Peanut Corp. of America "had a huge problem with salmonella in its plant and in the products it produced," Assistant U.S. Attorney Alan Dasher told the jury in his opening statement — a two-hour preview of a case that could take months to present. Yet he said the company shipped products that were untested and products that it knew were tainted to customers including food giant Kellogg's.

Managers employed to run the company's plants failed to do their jobs, leaving former Peanut Corp. owner Stewart Parnell "holding the bag," defense attorney Tom Bondurant told jurors.

Parnell; brother Michael Parnell, a food broker who oversaw the company's contract with Kellogg's, and plant quality control manager Mary Wilkerson are charged in the case, being heard in U.S. District Court. None is charged with directly causing any deaths. Instead, the 76-count indictment accuses the Parnell brothers of shipping contaminated or mislabeled food across state lines and defrauding customers who required the company to confirm the safety of its products using lab tests before shipping them. Stewart Parnell and Wilkerson are also charged with trying to conceal information from investigators.

Exercise brief »
In the account of the Peanut Corp. of America trial, how many counts are in the indictment?

Data extracts »
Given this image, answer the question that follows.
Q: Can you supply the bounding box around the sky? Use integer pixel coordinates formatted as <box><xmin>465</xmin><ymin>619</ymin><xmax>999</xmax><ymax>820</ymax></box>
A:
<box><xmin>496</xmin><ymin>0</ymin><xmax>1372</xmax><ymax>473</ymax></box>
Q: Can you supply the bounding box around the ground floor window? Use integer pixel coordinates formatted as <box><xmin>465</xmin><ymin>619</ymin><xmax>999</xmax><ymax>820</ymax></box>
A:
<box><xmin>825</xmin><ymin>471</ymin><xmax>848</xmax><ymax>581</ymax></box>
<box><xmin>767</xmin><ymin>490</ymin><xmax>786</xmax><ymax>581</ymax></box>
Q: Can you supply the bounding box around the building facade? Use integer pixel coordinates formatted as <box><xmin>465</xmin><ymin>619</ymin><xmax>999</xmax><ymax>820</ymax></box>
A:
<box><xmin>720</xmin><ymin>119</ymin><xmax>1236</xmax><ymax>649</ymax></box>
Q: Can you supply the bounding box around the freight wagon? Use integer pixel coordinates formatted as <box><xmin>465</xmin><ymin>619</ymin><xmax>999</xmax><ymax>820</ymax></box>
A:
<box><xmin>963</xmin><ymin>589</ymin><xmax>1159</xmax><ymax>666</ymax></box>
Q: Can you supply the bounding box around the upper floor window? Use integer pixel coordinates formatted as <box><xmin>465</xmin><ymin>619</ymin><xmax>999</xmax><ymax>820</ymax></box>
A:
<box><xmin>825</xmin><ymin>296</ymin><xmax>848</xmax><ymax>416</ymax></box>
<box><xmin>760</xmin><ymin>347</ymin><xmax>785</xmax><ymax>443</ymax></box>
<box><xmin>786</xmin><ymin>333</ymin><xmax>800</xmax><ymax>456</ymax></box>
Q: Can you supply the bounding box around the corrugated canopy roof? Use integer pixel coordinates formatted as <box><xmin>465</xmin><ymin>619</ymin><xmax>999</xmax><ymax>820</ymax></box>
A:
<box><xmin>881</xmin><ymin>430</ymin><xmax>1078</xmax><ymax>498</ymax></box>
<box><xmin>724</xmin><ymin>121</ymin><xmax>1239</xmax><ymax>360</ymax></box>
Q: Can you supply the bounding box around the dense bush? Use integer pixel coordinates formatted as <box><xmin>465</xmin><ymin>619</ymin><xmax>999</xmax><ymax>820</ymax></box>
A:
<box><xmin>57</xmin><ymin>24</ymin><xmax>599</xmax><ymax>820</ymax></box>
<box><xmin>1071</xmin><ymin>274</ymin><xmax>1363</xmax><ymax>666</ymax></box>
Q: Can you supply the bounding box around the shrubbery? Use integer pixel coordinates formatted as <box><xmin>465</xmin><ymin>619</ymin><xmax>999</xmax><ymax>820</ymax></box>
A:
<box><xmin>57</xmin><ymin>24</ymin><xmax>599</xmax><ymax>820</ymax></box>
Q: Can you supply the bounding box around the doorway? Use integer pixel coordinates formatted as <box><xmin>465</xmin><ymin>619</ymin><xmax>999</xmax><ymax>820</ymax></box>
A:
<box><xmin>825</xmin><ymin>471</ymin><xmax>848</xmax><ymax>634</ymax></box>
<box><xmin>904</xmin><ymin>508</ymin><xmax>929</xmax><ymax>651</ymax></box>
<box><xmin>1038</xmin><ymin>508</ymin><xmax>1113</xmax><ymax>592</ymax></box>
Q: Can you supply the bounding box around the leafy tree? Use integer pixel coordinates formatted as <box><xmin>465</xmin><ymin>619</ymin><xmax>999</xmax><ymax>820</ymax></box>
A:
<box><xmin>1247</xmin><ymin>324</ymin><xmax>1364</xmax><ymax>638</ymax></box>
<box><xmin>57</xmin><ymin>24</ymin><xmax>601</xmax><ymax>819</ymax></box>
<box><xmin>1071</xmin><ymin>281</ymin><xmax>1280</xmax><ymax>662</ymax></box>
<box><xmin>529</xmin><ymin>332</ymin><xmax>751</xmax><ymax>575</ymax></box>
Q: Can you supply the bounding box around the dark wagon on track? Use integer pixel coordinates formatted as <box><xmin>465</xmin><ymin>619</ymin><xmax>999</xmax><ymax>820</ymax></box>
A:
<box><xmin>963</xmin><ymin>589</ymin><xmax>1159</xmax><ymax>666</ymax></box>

Solution to the problem »
The indictment has 76 counts.